■ WORK ORDER
For the listing below, return the line containing "Target — man's mouth.", the line containing "Target — woman's eye.", and all lines in between, exactly as written and nothing else.

■ AVAILABLE RECORDS
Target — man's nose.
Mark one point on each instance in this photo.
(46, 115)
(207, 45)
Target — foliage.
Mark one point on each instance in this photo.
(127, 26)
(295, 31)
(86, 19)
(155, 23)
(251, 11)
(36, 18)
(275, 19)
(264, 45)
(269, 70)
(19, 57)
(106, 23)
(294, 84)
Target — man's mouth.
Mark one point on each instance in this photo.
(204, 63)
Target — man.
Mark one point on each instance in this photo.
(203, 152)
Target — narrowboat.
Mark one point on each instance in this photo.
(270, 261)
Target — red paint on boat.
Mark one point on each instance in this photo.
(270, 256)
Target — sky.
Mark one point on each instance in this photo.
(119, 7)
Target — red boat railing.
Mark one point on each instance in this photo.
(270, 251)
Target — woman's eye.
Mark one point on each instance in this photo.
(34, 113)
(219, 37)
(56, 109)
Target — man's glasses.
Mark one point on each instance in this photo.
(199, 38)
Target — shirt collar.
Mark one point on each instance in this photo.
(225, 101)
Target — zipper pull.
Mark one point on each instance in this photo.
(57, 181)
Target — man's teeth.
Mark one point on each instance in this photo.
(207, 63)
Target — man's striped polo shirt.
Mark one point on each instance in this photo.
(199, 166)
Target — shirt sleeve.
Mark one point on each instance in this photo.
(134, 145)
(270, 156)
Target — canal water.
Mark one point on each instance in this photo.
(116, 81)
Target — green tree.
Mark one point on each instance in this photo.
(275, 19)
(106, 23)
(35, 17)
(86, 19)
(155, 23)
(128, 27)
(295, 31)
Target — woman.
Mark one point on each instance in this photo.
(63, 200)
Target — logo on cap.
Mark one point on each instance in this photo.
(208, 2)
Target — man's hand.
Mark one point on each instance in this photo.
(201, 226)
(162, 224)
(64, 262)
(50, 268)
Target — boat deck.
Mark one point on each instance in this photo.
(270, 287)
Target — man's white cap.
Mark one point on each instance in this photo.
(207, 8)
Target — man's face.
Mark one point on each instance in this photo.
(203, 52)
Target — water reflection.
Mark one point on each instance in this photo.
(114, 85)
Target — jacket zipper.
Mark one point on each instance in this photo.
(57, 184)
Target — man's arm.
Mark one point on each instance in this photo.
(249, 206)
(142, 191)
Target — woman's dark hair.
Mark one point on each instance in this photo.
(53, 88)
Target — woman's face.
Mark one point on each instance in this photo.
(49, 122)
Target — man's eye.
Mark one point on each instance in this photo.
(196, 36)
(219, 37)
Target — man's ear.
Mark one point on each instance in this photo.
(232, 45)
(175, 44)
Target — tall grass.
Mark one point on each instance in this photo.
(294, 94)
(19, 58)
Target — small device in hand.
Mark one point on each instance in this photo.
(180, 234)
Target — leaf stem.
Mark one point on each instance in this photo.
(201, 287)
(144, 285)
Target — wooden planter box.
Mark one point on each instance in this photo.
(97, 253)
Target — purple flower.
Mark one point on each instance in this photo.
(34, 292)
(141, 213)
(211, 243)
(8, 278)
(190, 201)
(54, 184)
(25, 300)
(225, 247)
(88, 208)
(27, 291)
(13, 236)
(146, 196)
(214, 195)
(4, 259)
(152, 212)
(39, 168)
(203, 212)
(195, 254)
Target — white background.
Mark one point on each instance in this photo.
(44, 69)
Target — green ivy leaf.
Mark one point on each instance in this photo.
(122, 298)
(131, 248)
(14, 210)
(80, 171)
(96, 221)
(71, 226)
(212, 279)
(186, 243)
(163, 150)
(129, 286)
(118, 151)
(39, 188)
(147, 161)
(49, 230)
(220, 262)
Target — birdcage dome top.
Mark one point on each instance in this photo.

■ TASK ANSWER
Target — man's mouth.
Mark one point on each instance in this photo.
(204, 63)
Target — man.
Mark one point on each instance in this photo.
(203, 152)
Target — narrowboat.
Mark one point on each instance in this photo.
(270, 261)
Target — red paint on boat.
Mark one point on each instance in this photo.
(270, 256)
Target — sky.
Mark one point on each instance in this photo.
(119, 7)
Target — red boat railing.
Mark one point on each instance in this photo.
(270, 251)
Target — woman's eye.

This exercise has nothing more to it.